## Exercises
• A. In the talk description, update the passage starting with "Along this hard" and going on through "these new developments.", replacing "cloud computing" with "high-performance computing".
• B. Answer these questions from the talk description:
(i) What technique did the group use to study the SARS Cov 2 spike?
(ii) Which European research infrastructure was this work part of?
(iii) Besides cloud computing, what area are the group's efforts now focused on?
• C. According to the talk description, why is the group now directing its efforts toward cloud computing and data management?

Speaker
Description
In this pandemic times our group has coordinated large National and International Consortia to understand, through cryo Electron Microscopy (cryo-EM), both key issues on SARS Cov 2 spike dynamic (Melero et al., IUCrJ. 2020) as well as specific properties of mutations that were prevalent in Europe at certain periods (Ginex et al., PLoS Pathog. 2022), as part of our work in the European Research Infrastructure for Integrative Structural Biology, Instruct-ERIC. These works have been complemented with others in Bioinfomatics as developers of one of the few ELIXIR Recommended Interoperability Resources (Macias et al., Bioinformatics. 2021).
Along this hard work we have learnt many lessons and realized many new needs that are now guiding our efforts in cloud computing and in data management. In the following we will briefly review some of these new developments.

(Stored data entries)
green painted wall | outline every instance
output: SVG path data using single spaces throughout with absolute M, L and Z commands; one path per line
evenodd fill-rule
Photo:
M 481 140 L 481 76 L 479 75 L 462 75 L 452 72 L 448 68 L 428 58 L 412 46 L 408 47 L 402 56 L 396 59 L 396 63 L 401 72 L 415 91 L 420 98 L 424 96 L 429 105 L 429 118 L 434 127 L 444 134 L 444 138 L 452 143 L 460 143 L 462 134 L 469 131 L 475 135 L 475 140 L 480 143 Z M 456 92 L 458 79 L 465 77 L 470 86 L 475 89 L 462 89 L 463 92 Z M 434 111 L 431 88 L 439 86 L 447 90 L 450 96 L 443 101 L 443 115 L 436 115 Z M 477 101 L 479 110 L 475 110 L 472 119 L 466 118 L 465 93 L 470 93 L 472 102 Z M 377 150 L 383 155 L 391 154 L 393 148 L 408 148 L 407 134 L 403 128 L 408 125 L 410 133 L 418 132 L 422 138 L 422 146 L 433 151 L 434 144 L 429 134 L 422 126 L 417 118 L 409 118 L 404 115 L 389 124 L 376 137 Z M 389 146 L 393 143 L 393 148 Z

## Task solutions
• A.
Along this hard work we have learnt many lessons and realized many new needs that are now guiding our efforts in high-performance computing and in data management. In the following we will briefly review some of these new developments.

• B.
(i) Cryo Electron Microscopy (cryo-EM).
(ii) Instruct-ERIC, the European Research Infrastructure for Integrative Structural Biology.
(iii) Data management.

• C. During their hard pandemic work, they learned many lessons and recognized many new needs. Those lessons and needs are now guiding their efforts in cloud computing and data management.